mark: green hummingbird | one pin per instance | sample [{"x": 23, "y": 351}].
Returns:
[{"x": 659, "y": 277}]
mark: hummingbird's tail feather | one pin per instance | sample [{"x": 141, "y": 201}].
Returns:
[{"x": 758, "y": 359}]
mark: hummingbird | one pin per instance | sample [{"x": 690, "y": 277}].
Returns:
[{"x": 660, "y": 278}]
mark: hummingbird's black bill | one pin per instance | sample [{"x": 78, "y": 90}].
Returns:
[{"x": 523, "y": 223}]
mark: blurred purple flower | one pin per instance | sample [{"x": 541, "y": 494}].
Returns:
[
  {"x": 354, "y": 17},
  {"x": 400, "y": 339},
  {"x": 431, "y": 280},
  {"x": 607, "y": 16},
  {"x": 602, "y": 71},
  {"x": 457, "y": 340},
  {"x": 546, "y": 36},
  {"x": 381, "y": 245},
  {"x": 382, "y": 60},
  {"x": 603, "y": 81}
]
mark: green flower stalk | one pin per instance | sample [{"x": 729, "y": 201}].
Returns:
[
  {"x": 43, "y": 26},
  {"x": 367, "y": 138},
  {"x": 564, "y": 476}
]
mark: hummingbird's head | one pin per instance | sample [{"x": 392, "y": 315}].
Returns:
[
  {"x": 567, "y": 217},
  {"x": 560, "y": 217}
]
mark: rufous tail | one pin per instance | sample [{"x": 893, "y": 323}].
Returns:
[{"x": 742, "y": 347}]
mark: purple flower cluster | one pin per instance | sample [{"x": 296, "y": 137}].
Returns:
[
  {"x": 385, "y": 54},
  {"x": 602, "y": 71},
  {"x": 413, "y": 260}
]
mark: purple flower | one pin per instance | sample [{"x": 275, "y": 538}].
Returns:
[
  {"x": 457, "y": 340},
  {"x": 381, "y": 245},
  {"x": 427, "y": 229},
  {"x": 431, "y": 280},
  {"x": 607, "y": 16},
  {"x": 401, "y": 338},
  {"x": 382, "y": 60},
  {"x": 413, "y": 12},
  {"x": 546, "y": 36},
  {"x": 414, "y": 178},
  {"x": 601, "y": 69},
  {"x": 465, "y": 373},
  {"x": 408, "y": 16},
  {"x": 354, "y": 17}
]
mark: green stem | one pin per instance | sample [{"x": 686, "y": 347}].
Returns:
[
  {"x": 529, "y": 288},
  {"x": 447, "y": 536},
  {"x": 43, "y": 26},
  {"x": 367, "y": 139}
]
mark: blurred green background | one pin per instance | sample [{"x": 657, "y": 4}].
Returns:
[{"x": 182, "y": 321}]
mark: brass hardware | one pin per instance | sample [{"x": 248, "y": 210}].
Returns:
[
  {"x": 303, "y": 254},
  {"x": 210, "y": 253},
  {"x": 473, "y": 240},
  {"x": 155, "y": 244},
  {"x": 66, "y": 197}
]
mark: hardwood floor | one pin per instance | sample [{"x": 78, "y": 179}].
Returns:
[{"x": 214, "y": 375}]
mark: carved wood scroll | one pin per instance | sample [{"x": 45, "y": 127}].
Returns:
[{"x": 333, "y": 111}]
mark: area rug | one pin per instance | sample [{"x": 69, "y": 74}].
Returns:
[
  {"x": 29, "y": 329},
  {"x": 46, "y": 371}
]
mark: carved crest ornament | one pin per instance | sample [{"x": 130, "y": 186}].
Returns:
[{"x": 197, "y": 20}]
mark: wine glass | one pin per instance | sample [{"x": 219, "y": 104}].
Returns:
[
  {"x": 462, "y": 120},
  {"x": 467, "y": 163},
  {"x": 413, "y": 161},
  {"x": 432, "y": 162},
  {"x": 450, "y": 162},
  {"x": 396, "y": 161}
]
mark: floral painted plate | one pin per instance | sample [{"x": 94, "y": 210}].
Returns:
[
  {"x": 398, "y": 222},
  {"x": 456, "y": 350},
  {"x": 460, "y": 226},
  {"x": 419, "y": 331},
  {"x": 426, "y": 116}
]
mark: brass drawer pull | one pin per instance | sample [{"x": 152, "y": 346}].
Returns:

#### WHAT TO WORK ON
The string "blurred" appears in some lines of the material. Report how many, and nothing more.

#### EXERCISE ANSWER
2